- Description of the task:
Type out the listing below exactly. Pictures stay out of it.

##########

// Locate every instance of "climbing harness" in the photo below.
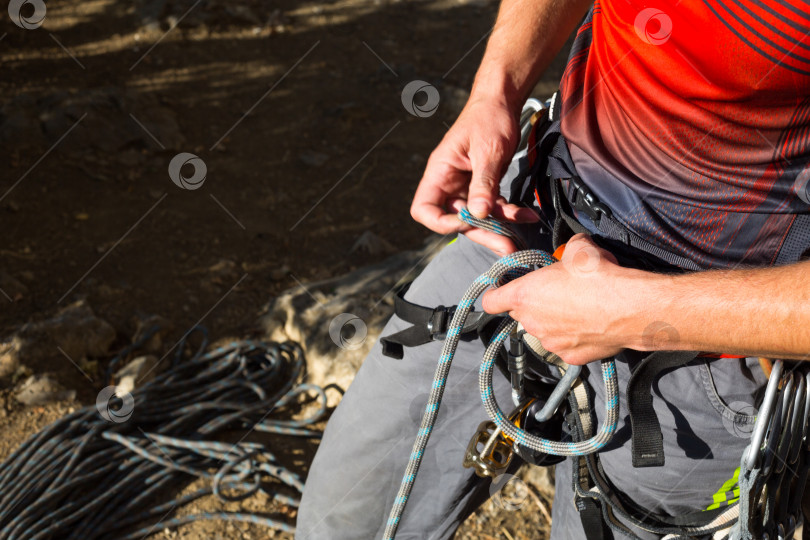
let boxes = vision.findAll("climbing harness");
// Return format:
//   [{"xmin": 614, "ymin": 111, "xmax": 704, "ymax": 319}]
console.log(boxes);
[
  {"xmin": 382, "ymin": 209, "xmax": 621, "ymax": 540},
  {"xmin": 0, "ymin": 327, "xmax": 326, "ymax": 539},
  {"xmin": 381, "ymin": 93, "xmax": 810, "ymax": 539}
]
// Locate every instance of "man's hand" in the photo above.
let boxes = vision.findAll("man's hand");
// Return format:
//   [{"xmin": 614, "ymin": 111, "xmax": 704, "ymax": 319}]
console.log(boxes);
[
  {"xmin": 482, "ymin": 234, "xmax": 635, "ymax": 365},
  {"xmin": 407, "ymin": 0, "xmax": 592, "ymax": 255},
  {"xmin": 410, "ymin": 96, "xmax": 539, "ymax": 256},
  {"xmin": 483, "ymin": 233, "xmax": 810, "ymax": 363}
]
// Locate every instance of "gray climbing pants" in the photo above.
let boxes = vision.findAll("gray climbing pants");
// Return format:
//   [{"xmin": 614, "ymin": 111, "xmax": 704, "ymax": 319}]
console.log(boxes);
[{"xmin": 295, "ymin": 234, "xmax": 766, "ymax": 540}]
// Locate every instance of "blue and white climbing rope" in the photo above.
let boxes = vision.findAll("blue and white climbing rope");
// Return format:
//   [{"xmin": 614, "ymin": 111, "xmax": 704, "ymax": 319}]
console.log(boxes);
[{"xmin": 382, "ymin": 210, "xmax": 620, "ymax": 539}]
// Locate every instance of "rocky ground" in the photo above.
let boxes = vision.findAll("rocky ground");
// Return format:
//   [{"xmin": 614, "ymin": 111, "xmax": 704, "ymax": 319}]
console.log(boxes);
[{"xmin": 0, "ymin": 0, "xmax": 573, "ymax": 537}]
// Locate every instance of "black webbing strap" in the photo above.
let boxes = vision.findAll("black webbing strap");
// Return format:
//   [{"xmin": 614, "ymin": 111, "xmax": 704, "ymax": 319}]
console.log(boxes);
[
  {"xmin": 538, "ymin": 122, "xmax": 705, "ymax": 271},
  {"xmin": 548, "ymin": 170, "xmax": 596, "ymax": 249},
  {"xmin": 549, "ymin": 175, "xmax": 703, "ymax": 272},
  {"xmin": 626, "ymin": 351, "xmax": 701, "ymax": 468},
  {"xmin": 379, "ymin": 284, "xmax": 498, "ymax": 359},
  {"xmin": 594, "ymin": 213, "xmax": 703, "ymax": 272},
  {"xmin": 578, "ymin": 495, "xmax": 614, "ymax": 540}
]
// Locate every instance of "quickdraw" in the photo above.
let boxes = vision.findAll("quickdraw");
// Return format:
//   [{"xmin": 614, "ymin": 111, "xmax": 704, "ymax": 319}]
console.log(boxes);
[{"xmin": 731, "ymin": 360, "xmax": 810, "ymax": 540}]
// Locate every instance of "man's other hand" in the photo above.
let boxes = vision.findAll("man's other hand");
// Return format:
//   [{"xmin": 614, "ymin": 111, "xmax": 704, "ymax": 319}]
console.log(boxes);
[{"xmin": 410, "ymin": 96, "xmax": 539, "ymax": 256}]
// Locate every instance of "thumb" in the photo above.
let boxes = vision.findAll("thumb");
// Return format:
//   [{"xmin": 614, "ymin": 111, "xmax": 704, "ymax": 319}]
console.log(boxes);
[
  {"xmin": 468, "ymin": 139, "xmax": 511, "ymax": 218},
  {"xmin": 481, "ymin": 279, "xmax": 518, "ymax": 315}
]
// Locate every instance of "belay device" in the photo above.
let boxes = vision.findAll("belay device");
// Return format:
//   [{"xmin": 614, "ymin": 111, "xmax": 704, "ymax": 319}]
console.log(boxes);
[{"xmin": 462, "ymin": 326, "xmax": 582, "ymax": 479}]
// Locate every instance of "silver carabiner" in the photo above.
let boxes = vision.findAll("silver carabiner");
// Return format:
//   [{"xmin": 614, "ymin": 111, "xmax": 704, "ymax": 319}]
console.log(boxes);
[
  {"xmin": 763, "ymin": 371, "xmax": 791, "ymax": 476},
  {"xmin": 746, "ymin": 359, "xmax": 784, "ymax": 470},
  {"xmin": 533, "ymin": 364, "xmax": 582, "ymax": 422},
  {"xmin": 786, "ymin": 373, "xmax": 806, "ymax": 466},
  {"xmin": 771, "ymin": 372, "xmax": 795, "ymax": 475}
]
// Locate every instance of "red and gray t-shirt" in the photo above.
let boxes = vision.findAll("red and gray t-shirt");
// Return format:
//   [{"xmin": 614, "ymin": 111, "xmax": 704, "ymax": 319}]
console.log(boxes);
[{"xmin": 559, "ymin": 0, "xmax": 810, "ymax": 269}]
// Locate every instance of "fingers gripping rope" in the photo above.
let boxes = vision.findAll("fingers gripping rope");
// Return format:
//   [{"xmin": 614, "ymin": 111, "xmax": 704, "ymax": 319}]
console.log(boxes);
[
  {"xmin": 456, "ymin": 207, "xmax": 529, "ymax": 251},
  {"xmin": 382, "ymin": 213, "xmax": 619, "ymax": 540}
]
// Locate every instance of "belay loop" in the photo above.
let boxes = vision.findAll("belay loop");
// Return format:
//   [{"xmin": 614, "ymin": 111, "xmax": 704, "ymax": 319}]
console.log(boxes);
[{"xmin": 382, "ymin": 212, "xmax": 620, "ymax": 539}]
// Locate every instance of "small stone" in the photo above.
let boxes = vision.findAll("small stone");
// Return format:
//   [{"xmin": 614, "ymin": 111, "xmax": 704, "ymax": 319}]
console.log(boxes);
[
  {"xmin": 208, "ymin": 259, "xmax": 239, "ymax": 286},
  {"xmin": 131, "ymin": 314, "xmax": 172, "ymax": 353},
  {"xmin": 12, "ymin": 364, "xmax": 32, "ymax": 385},
  {"xmin": 114, "ymin": 355, "xmax": 160, "ymax": 395},
  {"xmin": 80, "ymin": 358, "xmax": 98, "ymax": 377},
  {"xmin": 24, "ymin": 300, "xmax": 115, "ymax": 359},
  {"xmin": 15, "ymin": 374, "xmax": 76, "ymax": 406},
  {"xmin": 0, "ymin": 338, "xmax": 22, "ymax": 379}
]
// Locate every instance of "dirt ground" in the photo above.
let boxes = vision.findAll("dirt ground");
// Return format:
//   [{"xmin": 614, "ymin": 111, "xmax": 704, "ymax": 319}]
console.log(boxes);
[{"xmin": 0, "ymin": 0, "xmax": 572, "ymax": 537}]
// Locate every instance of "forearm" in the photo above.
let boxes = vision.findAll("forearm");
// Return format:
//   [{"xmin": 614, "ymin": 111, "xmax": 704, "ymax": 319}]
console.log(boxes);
[
  {"xmin": 624, "ymin": 261, "xmax": 810, "ymax": 360},
  {"xmin": 471, "ymin": 0, "xmax": 592, "ymax": 110}
]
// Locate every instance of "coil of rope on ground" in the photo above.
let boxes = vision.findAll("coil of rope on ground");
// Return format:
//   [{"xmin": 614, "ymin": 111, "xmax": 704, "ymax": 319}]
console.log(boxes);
[{"xmin": 0, "ymin": 327, "xmax": 326, "ymax": 540}]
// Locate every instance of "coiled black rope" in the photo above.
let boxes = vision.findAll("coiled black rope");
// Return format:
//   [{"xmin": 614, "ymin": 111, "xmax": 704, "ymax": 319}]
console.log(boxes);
[{"xmin": 0, "ymin": 327, "xmax": 325, "ymax": 539}]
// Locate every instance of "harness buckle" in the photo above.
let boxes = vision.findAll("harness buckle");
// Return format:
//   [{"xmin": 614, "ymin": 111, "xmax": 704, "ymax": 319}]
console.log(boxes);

##########

- Answer box:
// Locate every instance of "climbing harness" in the photo below.
let boxes = vision.findAll("climbing harness");
// Return format:
//   [{"xmin": 614, "ymin": 111, "xmax": 704, "ymax": 319}]
console.log(boxes);
[
  {"xmin": 382, "ymin": 209, "xmax": 621, "ymax": 540},
  {"xmin": 0, "ymin": 327, "xmax": 326, "ymax": 539},
  {"xmin": 381, "ymin": 93, "xmax": 810, "ymax": 539}
]
// Locate every instance of "man's hand" in the photo above.
let boxes = vision.findAll("man's hand");
// Return format:
//   [{"xmin": 614, "ymin": 111, "xmax": 704, "ymax": 319}]
console.log(boxes);
[
  {"xmin": 482, "ymin": 234, "xmax": 635, "ymax": 365},
  {"xmin": 407, "ymin": 0, "xmax": 592, "ymax": 255},
  {"xmin": 410, "ymin": 96, "xmax": 539, "ymax": 256},
  {"xmin": 483, "ymin": 233, "xmax": 810, "ymax": 363}
]
// Locate every instance of "gray climbing pants" in the photo above.
let boxes = vision.findAll("gray climbing pants");
// Return format:
//   [{"xmin": 614, "ymin": 111, "xmax": 704, "ymax": 319}]
console.log(boxes);
[{"xmin": 295, "ymin": 234, "xmax": 766, "ymax": 540}]
// Locate every instance of "blue and white climbing rope" in the photo above.
let boxes = vision.findAll("blue and white climbing rope");
// Return format:
//   [{"xmin": 614, "ymin": 111, "xmax": 704, "ymax": 319}]
console.log(boxes);
[{"xmin": 382, "ymin": 210, "xmax": 620, "ymax": 539}]
// Locate every instance of "rocky ground" in the photo above.
let boxes = vision.findAll("rocky ground");
// Return format:
//   [{"xmin": 614, "ymin": 111, "xmax": 704, "ymax": 319}]
console.log(boxes);
[{"xmin": 0, "ymin": 0, "xmax": 573, "ymax": 537}]
// Locate every instance of "black webbing strap" in the photo above.
let boxes = vision.findAll("black webbing strap");
// Return format:
//   [{"xmin": 614, "ymin": 111, "xmax": 704, "ymax": 319}]
console.log(boxes);
[
  {"xmin": 538, "ymin": 122, "xmax": 705, "ymax": 271},
  {"xmin": 548, "ymin": 170, "xmax": 596, "ymax": 249},
  {"xmin": 549, "ymin": 175, "xmax": 703, "ymax": 272},
  {"xmin": 626, "ymin": 351, "xmax": 701, "ymax": 468},
  {"xmin": 379, "ymin": 284, "xmax": 498, "ymax": 359},
  {"xmin": 594, "ymin": 213, "xmax": 703, "ymax": 272},
  {"xmin": 578, "ymin": 495, "xmax": 614, "ymax": 540}
]
// Locate every instance of "quickdraw" in the photo above.
let boxes = vision.findAll("quickdraw");
// Return format:
//   [{"xmin": 614, "ymin": 111, "xmax": 704, "ymax": 319}]
console.log(boxes);
[{"xmin": 731, "ymin": 360, "xmax": 810, "ymax": 540}]
// Locate every instance of "man's other hand" in the photo above.
let boxes = vision.findAll("man's other hand");
// Return format:
//   [{"xmin": 614, "ymin": 111, "xmax": 704, "ymax": 319}]
console.log(boxes);
[{"xmin": 410, "ymin": 96, "xmax": 539, "ymax": 256}]
// Locate every instance of "thumb" in the photo above.
let boxes = vision.findAll("thumb");
// Return format:
//   [{"xmin": 614, "ymin": 111, "xmax": 704, "ymax": 319}]
console.log(boxes);
[
  {"xmin": 468, "ymin": 139, "xmax": 511, "ymax": 218},
  {"xmin": 481, "ymin": 279, "xmax": 518, "ymax": 315}
]
// Locate every instance of "belay device" in the photo above.
let boxes = vision.findAll("belay device");
// Return format:
//   [{"xmin": 614, "ymin": 111, "xmax": 704, "ymax": 319}]
console.log(boxes);
[{"xmin": 462, "ymin": 326, "xmax": 582, "ymax": 479}]
// Locate every instance of "silver carabiner" in the photo above.
let boxes = vision.findAll("silver carabiner");
// Return format:
//   [{"xmin": 614, "ymin": 111, "xmax": 704, "ymax": 319}]
console.log(boxes);
[
  {"xmin": 763, "ymin": 371, "xmax": 791, "ymax": 476},
  {"xmin": 746, "ymin": 359, "xmax": 784, "ymax": 470},
  {"xmin": 533, "ymin": 364, "xmax": 582, "ymax": 422},
  {"xmin": 786, "ymin": 373, "xmax": 806, "ymax": 466},
  {"xmin": 771, "ymin": 372, "xmax": 795, "ymax": 475}
]
// Locate every instance of "red and gray t-shirt" in the photo above.
let boxes = vision.findAll("red and gray t-shirt");
// Return format:
//   [{"xmin": 614, "ymin": 111, "xmax": 704, "ymax": 319}]
console.log(boxes);
[{"xmin": 559, "ymin": 0, "xmax": 810, "ymax": 269}]
// Locate every instance of "fingers gripping rope" in the photo above.
let boxes = vision.findAll("fingers gripping rope");
// Return format:
//   [{"xmin": 614, "ymin": 111, "xmax": 704, "ymax": 319}]
console.log(boxes);
[
  {"xmin": 456, "ymin": 207, "xmax": 529, "ymax": 251},
  {"xmin": 382, "ymin": 213, "xmax": 619, "ymax": 540}
]
// Locate every instance of "belay loop" in the photo above.
let boxes = vision.findAll("belay loop");
// Return format:
//   [{"xmin": 614, "ymin": 111, "xmax": 704, "ymax": 319}]
console.log(boxes);
[{"xmin": 382, "ymin": 212, "xmax": 620, "ymax": 539}]
// Locate every instance of "small stone" in the photo above.
let boxes = vision.findAll("small stone");
// Return format:
//   [{"xmin": 614, "ymin": 111, "xmax": 704, "ymax": 319}]
console.log(boxes);
[
  {"xmin": 208, "ymin": 259, "xmax": 239, "ymax": 286},
  {"xmin": 131, "ymin": 314, "xmax": 172, "ymax": 353},
  {"xmin": 12, "ymin": 364, "xmax": 32, "ymax": 385},
  {"xmin": 114, "ymin": 355, "xmax": 160, "ymax": 395},
  {"xmin": 80, "ymin": 358, "xmax": 98, "ymax": 377},
  {"xmin": 24, "ymin": 300, "xmax": 115, "ymax": 359},
  {"xmin": 15, "ymin": 374, "xmax": 76, "ymax": 406},
  {"xmin": 0, "ymin": 338, "xmax": 22, "ymax": 379}
]
// Locate every instance of "dirt ground" in the photo above.
let boxes = vision.findAll("dirt ground");
// Return format:
//   [{"xmin": 614, "ymin": 111, "xmax": 704, "ymax": 319}]
console.log(boxes);
[{"xmin": 0, "ymin": 0, "xmax": 572, "ymax": 537}]
// Locate every instance of "forearm" in the photo above.
let boxes = vision.findAll("forearm");
// Return format:
//   [{"xmin": 614, "ymin": 111, "xmax": 704, "ymax": 319}]
console.log(boxes);
[
  {"xmin": 624, "ymin": 261, "xmax": 810, "ymax": 360},
  {"xmin": 471, "ymin": 0, "xmax": 592, "ymax": 110}
]
// Locate every instance of "coil of rope on ground" in the photo above.
let boxes = vision.findAll("coil of rope on ground");
// Return format:
//   [{"xmin": 614, "ymin": 111, "xmax": 704, "ymax": 319}]
console.log(boxes);
[{"xmin": 0, "ymin": 327, "xmax": 326, "ymax": 540}]
// Locate every instance of "coiled black rope" in the photo above.
let boxes = vision.findAll("coiled black rope");
// Return format:
//   [{"xmin": 614, "ymin": 111, "xmax": 704, "ymax": 319}]
console.log(boxes);
[{"xmin": 0, "ymin": 327, "xmax": 325, "ymax": 539}]
// Locate every instance of "harness buckle" in the photo above.
let boxes = vision.findAll("harness buckle");
// Return format:
//   [{"xmin": 614, "ymin": 111, "xmax": 704, "ymax": 319}]
console.log(boxes);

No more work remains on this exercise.